## PASSAGE
>>

In schools, a 1:1 environment for technology is when all students are provided with their own mobile computing devices. “One-to-one refers to one computer for every student” (Great School Partnerships, 2013 para 1). The purpose of this is to contribute to the limited but growing body of research on the impact of a 1:1 technology environment’s impact on students' preparedness with the 4Cs. Thus, the guiding research question of this study is: Are pre-service teachers who graduated from a 1:1 technology environment more prepared in their career-ready technology skills or in their 4C skills?

Methodology

This research builds upon a previous article (Artman et al, 2022) published in a 2022 issue of Issues and Trends in Instructional Technology. It adds further knowledge to the subject matter, specifically when addressing the research question. For this mixed method research project, a confidential Likert Scale survey was created (1- Very Low, 5- Very High) to evaluate technology and career readiness skills. The survey consisted of 30 Likert Scale questions, plus 6 background questions and 2 qualifying questions. The 2 qualifying questions eliminated potential participants who did not attend a 1:1 middle school or high school or who had already taken a college-level course on instructional technology, as we were interested in examining pre-service teachers who were technological novices. For this research project, the qualifying questions, one background question, and 15 career readiness skill questions were analyzed. The survey was conducted after IRB approval was received. Respondents completed the survey during two separate semesters (fall 2020 and spring 2021) of TE100 Teaching in a Democratic Society, an introductory teaching course, at a regional public Midwestern university.

<<

## DATA EXTRACT
>>

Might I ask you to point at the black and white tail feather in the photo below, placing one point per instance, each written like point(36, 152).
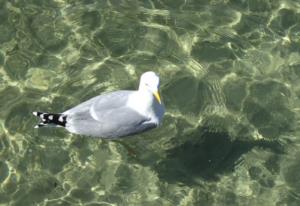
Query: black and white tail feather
point(51, 119)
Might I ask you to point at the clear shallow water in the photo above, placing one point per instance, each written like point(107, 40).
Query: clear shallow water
point(230, 81)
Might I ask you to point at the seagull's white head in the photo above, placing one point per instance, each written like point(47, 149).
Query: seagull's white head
point(150, 81)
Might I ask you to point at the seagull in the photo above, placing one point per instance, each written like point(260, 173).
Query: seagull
point(113, 115)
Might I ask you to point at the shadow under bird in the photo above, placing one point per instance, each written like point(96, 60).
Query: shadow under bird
point(115, 114)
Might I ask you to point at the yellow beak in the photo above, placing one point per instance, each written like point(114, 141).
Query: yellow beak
point(156, 94)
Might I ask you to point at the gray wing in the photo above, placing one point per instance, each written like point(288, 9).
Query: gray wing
point(108, 116)
point(115, 118)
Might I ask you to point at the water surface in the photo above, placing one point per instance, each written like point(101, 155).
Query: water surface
point(230, 81)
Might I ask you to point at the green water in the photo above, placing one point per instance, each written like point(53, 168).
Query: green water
point(229, 73)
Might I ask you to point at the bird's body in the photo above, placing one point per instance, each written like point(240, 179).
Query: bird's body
point(113, 115)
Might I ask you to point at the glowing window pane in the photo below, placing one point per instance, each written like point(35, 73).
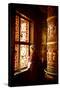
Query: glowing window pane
point(24, 32)
point(16, 56)
point(24, 49)
point(17, 28)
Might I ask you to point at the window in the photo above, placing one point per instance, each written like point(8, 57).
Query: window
point(23, 42)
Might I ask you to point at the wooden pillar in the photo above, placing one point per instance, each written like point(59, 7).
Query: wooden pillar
point(52, 44)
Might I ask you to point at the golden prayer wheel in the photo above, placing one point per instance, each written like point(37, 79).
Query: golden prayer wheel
point(52, 60)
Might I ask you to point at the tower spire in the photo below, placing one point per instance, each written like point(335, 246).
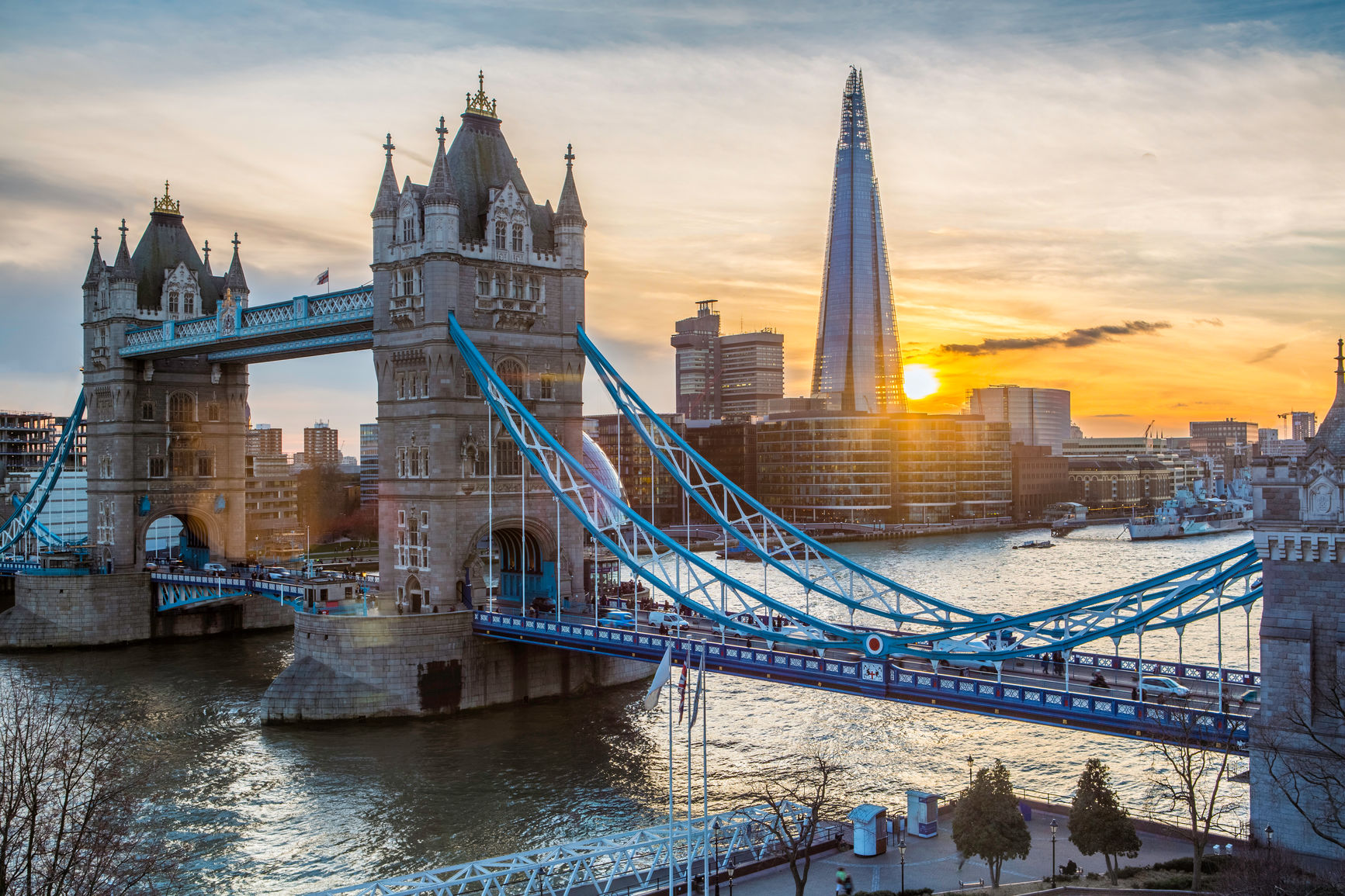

<<

## EXERCISE PROMPT
Reproduce the 1:1 technology study text above without changes, from "In schools, a" up to and including "their 4C skills?".

## RESULT OF THIS TASK
In schools, a 1:1 environment for technology is when all students are provided with their own mobile computing devices. “One-to-one refers to one computer for every student” (Great School Partnerships, 2013 para 1). The purpose of this is to contribute to the limited but growing body of research on the impact of a 1:1 technology environment’s impact on students' preparedness with the 4Cs. Thus, the guiding research question of this study is: Are pre-service teachers who graduated from a 1:1 technology environment more prepared in their career-ready technology skills or in their 4C skills?